<<<<

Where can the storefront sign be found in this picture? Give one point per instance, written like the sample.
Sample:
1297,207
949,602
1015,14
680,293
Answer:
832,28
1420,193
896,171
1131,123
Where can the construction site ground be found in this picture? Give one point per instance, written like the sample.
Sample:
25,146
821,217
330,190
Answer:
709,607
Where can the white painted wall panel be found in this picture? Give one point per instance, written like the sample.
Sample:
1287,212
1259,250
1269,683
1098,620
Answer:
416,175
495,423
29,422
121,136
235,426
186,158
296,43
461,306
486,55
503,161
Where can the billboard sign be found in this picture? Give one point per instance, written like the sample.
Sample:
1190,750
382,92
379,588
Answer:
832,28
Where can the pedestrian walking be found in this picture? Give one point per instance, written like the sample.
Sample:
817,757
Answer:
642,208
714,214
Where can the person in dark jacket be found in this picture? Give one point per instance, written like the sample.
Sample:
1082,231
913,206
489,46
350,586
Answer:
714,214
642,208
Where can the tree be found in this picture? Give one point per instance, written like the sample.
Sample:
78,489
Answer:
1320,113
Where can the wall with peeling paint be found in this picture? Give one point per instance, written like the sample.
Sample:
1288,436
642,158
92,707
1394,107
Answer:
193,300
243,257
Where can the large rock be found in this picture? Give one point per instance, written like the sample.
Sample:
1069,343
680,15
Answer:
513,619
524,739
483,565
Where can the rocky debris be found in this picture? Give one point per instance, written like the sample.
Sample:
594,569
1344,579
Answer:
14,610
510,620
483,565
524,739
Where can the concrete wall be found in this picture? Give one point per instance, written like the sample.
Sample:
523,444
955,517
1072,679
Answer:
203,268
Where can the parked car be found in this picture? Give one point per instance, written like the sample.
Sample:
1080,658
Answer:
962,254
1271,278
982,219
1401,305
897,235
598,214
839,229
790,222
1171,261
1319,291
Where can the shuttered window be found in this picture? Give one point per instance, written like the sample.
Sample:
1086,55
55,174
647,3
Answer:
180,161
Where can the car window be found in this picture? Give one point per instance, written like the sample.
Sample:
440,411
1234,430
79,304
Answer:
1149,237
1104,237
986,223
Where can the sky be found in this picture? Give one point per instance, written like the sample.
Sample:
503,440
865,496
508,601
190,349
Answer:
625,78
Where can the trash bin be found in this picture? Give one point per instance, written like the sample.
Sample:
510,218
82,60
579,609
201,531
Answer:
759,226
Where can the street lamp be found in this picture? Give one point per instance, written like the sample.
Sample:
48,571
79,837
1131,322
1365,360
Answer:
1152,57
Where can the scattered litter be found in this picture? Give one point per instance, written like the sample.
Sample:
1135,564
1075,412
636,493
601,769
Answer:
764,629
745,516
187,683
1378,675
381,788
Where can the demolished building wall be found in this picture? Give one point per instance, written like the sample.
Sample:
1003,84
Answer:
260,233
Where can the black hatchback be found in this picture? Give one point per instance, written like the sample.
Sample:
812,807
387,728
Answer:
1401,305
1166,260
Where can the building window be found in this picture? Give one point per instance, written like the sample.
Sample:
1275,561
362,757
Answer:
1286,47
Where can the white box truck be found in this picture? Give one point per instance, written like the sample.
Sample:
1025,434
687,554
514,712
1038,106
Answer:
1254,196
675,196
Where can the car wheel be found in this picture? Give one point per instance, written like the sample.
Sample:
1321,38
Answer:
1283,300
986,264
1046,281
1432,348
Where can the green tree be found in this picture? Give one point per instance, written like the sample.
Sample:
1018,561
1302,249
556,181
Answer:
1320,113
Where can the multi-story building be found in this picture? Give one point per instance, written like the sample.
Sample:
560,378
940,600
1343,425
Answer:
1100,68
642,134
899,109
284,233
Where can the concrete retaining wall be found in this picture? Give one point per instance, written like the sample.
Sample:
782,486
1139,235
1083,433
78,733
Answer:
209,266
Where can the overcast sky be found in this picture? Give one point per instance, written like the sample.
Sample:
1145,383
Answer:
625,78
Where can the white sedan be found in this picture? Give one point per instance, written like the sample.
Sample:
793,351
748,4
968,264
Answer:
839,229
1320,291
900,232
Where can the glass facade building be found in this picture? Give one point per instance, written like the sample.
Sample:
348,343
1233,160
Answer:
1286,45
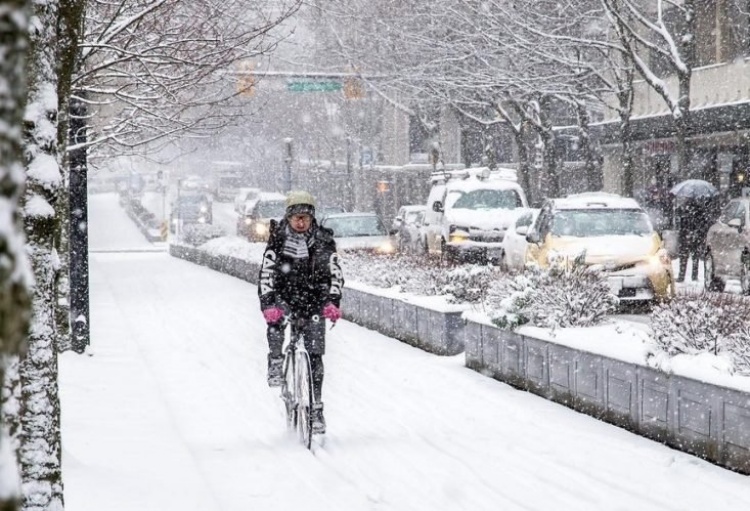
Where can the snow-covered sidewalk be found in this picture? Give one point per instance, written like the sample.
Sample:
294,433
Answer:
170,411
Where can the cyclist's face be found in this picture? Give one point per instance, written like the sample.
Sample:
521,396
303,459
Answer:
301,222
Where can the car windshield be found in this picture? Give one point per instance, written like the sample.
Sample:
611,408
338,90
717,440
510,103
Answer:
355,226
271,209
192,199
601,222
488,199
412,217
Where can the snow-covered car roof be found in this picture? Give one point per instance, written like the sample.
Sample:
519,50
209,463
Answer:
408,209
471,184
474,172
595,200
267,196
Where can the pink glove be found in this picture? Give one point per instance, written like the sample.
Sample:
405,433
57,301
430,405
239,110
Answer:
273,315
332,312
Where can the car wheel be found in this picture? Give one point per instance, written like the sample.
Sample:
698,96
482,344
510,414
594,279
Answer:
710,281
745,274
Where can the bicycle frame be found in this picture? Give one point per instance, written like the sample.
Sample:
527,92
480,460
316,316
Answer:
296,386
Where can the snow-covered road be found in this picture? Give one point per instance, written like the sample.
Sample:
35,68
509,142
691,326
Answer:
171,412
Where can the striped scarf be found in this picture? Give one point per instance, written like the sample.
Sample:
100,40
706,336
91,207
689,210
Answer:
297,245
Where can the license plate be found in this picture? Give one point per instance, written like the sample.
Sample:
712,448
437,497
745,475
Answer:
615,285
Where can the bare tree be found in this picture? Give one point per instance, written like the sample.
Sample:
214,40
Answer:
660,40
155,70
15,275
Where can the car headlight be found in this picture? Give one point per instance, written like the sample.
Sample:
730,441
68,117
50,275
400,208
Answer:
457,234
261,229
386,248
662,256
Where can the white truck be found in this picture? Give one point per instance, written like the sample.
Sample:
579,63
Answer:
469,211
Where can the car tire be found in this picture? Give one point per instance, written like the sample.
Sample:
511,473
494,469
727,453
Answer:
745,274
710,281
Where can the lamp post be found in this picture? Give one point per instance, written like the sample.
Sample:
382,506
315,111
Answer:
288,165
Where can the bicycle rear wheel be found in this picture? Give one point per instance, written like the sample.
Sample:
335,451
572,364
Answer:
288,390
304,399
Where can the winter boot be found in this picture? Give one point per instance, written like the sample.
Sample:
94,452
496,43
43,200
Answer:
319,422
274,371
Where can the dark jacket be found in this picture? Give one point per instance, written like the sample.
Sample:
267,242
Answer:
306,285
694,219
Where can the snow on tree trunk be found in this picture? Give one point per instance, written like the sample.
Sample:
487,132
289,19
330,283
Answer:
39,435
15,273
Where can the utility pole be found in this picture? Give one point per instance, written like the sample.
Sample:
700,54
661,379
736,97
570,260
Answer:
288,165
79,228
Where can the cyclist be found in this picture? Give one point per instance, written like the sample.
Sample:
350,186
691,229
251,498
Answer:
300,274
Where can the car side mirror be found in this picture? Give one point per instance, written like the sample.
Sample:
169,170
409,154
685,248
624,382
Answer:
736,223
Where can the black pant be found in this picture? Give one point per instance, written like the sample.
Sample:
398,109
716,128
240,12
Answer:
314,334
694,251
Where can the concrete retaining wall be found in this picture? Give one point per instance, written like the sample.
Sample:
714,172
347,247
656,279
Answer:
699,418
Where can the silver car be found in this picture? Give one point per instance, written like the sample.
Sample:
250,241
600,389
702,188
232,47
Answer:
728,247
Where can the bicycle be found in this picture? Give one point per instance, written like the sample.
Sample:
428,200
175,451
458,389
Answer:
297,384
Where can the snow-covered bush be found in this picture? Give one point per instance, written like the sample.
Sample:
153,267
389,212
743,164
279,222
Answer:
419,275
466,284
198,234
559,296
696,323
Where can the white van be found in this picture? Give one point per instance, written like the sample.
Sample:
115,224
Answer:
469,211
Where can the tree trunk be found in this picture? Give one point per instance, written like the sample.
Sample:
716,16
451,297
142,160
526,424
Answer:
591,168
15,273
40,453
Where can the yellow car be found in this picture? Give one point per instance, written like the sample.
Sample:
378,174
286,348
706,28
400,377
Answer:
607,231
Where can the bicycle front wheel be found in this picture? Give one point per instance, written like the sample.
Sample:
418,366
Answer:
304,399
288,389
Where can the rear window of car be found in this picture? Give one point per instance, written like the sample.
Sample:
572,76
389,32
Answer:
588,223
271,209
355,226
488,199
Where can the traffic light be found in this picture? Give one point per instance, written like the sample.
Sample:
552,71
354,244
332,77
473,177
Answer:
353,88
246,79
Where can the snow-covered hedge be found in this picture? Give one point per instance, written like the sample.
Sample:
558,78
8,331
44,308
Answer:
703,323
560,296
422,276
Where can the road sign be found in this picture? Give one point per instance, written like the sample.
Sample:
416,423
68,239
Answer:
313,86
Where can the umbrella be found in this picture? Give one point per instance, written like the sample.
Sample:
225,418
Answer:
694,189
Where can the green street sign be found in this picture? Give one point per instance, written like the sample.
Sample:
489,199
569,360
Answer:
313,86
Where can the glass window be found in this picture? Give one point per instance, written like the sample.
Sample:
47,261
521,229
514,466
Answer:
729,211
355,226
488,199
271,209
601,222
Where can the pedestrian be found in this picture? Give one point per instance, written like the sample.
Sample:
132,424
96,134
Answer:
694,218
300,275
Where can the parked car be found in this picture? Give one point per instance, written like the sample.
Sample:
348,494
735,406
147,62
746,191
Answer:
406,227
359,231
728,247
245,197
190,207
609,231
323,211
515,244
254,223
469,211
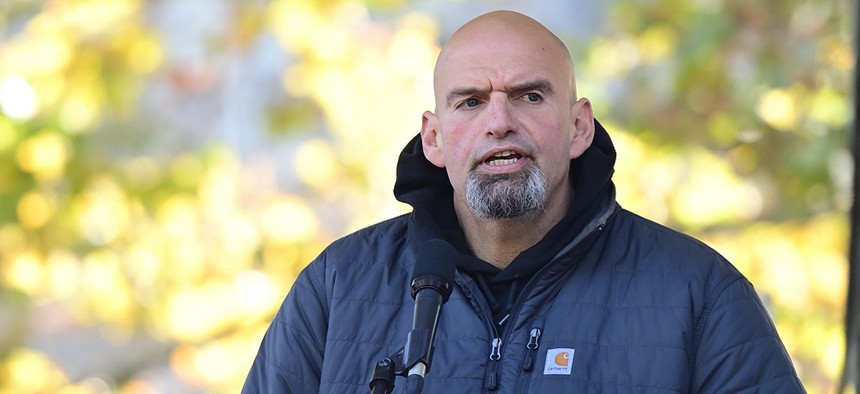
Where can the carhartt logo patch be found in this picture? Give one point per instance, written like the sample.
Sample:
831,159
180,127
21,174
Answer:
558,361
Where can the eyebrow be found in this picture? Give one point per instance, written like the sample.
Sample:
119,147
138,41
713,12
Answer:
540,85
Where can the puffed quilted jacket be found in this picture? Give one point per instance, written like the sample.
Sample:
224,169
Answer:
624,305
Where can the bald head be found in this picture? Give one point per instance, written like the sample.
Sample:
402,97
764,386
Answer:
502,37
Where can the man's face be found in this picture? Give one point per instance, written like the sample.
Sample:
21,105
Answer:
504,122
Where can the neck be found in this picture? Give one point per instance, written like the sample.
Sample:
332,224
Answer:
500,241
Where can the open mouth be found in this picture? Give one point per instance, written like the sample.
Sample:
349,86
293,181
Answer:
503,158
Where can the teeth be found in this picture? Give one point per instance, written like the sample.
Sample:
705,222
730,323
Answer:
503,158
502,162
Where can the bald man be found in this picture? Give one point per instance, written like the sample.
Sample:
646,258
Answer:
557,288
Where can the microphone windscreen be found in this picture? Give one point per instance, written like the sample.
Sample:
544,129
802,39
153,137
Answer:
436,259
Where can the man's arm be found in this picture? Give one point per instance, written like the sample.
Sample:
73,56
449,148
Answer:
291,353
738,348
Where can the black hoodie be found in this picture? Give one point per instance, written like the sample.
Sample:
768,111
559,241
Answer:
427,189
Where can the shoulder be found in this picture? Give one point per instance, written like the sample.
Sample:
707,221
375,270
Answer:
366,255
656,253
373,242
665,244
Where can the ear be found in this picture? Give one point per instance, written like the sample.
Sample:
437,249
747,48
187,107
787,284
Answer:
582,127
431,140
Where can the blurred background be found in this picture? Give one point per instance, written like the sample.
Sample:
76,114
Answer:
168,167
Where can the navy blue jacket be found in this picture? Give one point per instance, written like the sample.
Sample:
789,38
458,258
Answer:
624,305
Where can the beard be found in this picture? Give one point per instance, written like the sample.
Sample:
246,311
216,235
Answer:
506,196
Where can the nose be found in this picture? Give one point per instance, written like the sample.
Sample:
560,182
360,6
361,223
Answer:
501,119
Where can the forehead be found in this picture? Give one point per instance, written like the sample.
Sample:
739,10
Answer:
497,54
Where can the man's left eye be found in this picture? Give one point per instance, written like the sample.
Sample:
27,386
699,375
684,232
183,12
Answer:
533,97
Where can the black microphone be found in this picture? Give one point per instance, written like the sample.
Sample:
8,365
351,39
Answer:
432,282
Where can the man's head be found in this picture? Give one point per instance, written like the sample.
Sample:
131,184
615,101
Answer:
507,121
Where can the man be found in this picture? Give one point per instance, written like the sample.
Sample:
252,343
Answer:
558,289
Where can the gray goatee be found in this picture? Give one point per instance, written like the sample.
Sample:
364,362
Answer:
506,196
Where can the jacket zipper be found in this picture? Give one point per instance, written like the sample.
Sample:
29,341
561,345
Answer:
515,310
491,381
491,378
530,354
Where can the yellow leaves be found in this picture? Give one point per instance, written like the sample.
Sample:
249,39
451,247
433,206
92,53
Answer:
18,99
85,17
611,58
26,371
102,211
35,209
836,52
23,270
713,194
778,107
657,42
289,219
316,164
194,314
44,155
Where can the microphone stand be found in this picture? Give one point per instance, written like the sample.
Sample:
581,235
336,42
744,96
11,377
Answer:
386,370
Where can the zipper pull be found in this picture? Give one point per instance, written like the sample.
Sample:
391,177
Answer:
496,351
492,382
531,349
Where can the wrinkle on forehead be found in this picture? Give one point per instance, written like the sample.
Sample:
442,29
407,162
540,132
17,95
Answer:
499,29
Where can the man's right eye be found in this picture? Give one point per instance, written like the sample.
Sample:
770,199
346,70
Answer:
471,102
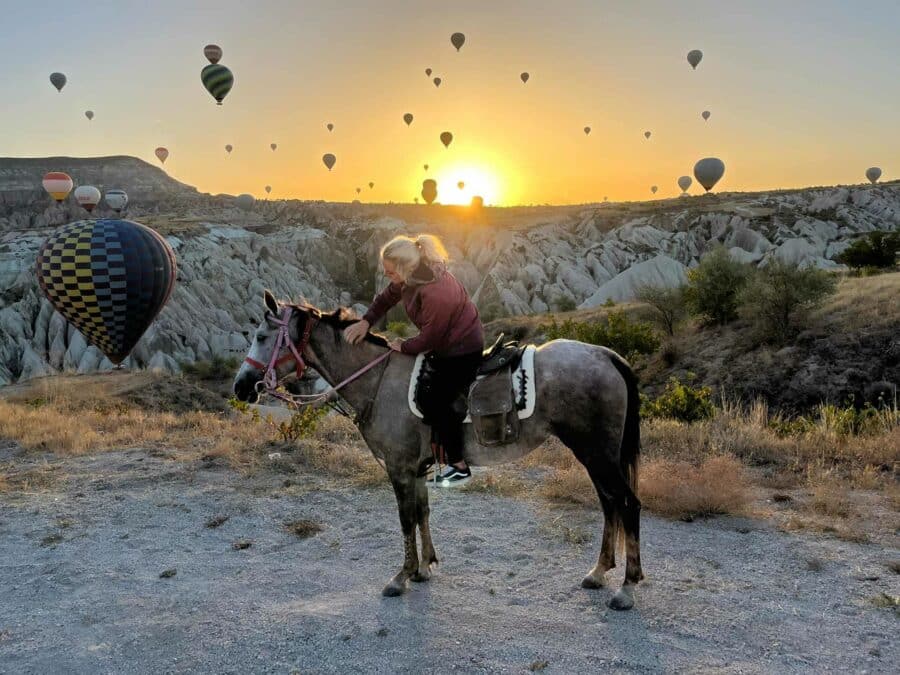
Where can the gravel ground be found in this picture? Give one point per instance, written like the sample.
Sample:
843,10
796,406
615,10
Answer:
80,568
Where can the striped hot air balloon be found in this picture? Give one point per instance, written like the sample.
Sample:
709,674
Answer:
58,185
108,278
218,81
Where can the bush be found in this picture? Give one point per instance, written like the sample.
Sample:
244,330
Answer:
877,249
617,332
777,297
713,286
681,402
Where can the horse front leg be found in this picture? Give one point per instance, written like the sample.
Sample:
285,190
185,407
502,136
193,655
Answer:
404,483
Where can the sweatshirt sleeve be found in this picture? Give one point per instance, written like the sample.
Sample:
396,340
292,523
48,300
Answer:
436,318
389,297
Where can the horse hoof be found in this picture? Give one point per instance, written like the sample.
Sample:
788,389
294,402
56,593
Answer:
622,600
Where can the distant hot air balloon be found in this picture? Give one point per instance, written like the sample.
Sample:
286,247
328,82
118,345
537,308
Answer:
218,81
694,57
213,53
708,171
429,190
58,80
117,200
245,202
87,196
58,185
113,298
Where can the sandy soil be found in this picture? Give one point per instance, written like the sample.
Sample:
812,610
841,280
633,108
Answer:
80,567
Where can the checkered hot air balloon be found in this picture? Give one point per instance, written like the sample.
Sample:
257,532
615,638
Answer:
109,278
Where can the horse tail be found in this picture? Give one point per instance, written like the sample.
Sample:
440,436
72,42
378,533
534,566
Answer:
630,451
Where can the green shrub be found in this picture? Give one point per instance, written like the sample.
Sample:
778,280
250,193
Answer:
617,332
876,249
681,402
713,286
778,296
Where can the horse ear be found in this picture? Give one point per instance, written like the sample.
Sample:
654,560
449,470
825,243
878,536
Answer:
270,301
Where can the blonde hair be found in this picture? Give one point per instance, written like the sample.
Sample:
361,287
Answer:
406,253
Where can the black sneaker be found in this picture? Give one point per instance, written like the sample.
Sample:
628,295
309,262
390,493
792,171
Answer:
453,477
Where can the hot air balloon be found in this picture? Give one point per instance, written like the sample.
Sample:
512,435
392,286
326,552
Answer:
122,275
117,200
87,196
213,53
873,174
429,190
58,185
694,57
218,81
708,171
58,80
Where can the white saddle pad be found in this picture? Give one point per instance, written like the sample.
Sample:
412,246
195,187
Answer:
524,369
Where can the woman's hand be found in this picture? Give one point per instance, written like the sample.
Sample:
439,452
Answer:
356,332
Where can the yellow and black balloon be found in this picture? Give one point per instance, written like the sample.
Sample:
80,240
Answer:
109,278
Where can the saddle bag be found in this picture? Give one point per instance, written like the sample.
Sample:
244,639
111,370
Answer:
492,407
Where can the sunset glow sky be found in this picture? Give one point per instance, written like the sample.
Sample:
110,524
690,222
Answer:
801,93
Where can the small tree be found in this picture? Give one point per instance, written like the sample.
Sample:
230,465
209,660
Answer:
877,249
778,296
668,303
713,286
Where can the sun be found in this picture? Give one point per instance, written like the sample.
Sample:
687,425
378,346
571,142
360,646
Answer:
475,180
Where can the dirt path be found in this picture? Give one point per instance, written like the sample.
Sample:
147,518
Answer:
81,589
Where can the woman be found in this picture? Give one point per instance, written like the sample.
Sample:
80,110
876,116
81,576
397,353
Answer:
450,332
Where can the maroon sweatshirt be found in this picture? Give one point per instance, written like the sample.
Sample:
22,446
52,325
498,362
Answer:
438,304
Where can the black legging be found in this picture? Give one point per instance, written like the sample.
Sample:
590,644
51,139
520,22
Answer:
452,377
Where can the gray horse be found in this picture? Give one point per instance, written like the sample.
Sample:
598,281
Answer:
586,396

>>>>

GIVEN REQUEST
Copy everything in the listing from the line containing "Where can the gray horse" down to the listing's last line. Offset each answer coordinate by adding 60 to both of its numbers, and leave every other line unchanged.

RESPONSE BELOW
Where can the gray horse be found in this picture? Give one point per instance, written like the sample.
Sample:
598,281
Answer:
646,456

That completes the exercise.